__WORK TO DO__
Please copy all of the entries below word for word, keeping every line unchanged and in the same order.

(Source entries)
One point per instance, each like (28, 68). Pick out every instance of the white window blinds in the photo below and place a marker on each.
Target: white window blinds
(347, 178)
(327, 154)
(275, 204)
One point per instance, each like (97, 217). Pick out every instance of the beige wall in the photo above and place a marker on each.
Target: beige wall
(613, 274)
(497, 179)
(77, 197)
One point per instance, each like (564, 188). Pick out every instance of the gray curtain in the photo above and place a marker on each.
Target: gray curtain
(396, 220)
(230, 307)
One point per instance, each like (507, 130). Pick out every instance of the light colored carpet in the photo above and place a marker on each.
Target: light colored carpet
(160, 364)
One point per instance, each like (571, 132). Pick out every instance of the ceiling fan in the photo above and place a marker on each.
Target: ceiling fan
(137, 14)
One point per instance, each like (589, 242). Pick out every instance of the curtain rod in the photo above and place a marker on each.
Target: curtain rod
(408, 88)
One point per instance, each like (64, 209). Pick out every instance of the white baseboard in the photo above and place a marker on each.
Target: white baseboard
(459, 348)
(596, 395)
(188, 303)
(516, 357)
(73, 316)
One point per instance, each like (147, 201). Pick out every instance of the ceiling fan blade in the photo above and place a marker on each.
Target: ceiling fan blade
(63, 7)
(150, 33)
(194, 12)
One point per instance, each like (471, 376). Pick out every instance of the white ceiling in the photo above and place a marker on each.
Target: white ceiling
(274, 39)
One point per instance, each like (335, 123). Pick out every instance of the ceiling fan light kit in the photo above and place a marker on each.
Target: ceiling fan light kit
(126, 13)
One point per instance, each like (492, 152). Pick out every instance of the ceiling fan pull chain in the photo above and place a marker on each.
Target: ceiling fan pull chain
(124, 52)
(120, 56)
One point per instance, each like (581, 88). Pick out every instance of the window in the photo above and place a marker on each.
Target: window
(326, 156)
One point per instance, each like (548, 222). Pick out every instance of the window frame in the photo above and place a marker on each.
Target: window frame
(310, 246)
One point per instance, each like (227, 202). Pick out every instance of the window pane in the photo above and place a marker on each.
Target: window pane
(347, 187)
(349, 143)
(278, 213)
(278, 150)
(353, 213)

__TASK OUTPUT__
One point per instance, each like (28, 68). Pick out every instance of the white window blinds in the photo below and place a marker on each.
Target: white window blinds
(347, 178)
(327, 154)
(275, 204)
One point per instance, each like (97, 217). Pick out every instance of the beige wall in the photo above and place a marker on each.
Target: beige wall
(613, 274)
(497, 179)
(77, 197)
One point per instance, each like (564, 188). Pick out every instance of the gray curtain in the photo above and place a marker on each.
Target: gray curtain
(396, 220)
(230, 307)
One point per instance, each like (507, 130). Pick out every instance of the light colored carpet in the photo above and place a marker on each.
Target: light colored carpet
(160, 364)
One point per instance, each like (571, 132). Pick out every instance of the ceiling fan in the photo above and place a marker on each.
Target: ceiling fan
(137, 14)
One point per instance, each like (589, 242). Pick out every instance of the curtain rod in the photo above and place a marker on each.
Target: curtain rod
(408, 88)
One point per instance, each like (64, 209). Pick out every instance of the white baseboard in the photo above and place a marker on each.
Target: white baseboard
(459, 348)
(596, 395)
(188, 303)
(516, 357)
(73, 316)
One point per instance, each like (147, 201). Pick out every instance of the ceiling fan blade in the photo above and place a marker on each.
Target: ceiling fan blade
(63, 7)
(150, 33)
(194, 12)
One point per instance, each like (471, 376). Pick out every instance of the white ceiling in the photo above and place a marker on each.
Target: white ceiling
(274, 39)
One point per instance, each like (335, 123). Pick out every instance of the ceiling fan light kit in the photo above and place a marker on each.
Target: ceiling fan light kit
(126, 13)
One point per instance, each like (492, 152). Pick out every instance of the ceiling fan pull chain in the photo above and place a marker on each.
Target: ceiling fan pull chain
(124, 52)
(120, 56)
One point per instance, each like (581, 88). Pick out every instance of the window in the photo above and place a marker on each.
Target: window
(326, 156)
One point per instance, each like (548, 222). Pick out every instance of the window frame in the photo above and place a marker on each.
Target: window frame
(310, 246)
One point per instance, each like (227, 202). Pick out every instance of the window pane in the photo above and place a marker on each.
Target: window pane
(347, 187)
(349, 143)
(278, 213)
(278, 150)
(353, 213)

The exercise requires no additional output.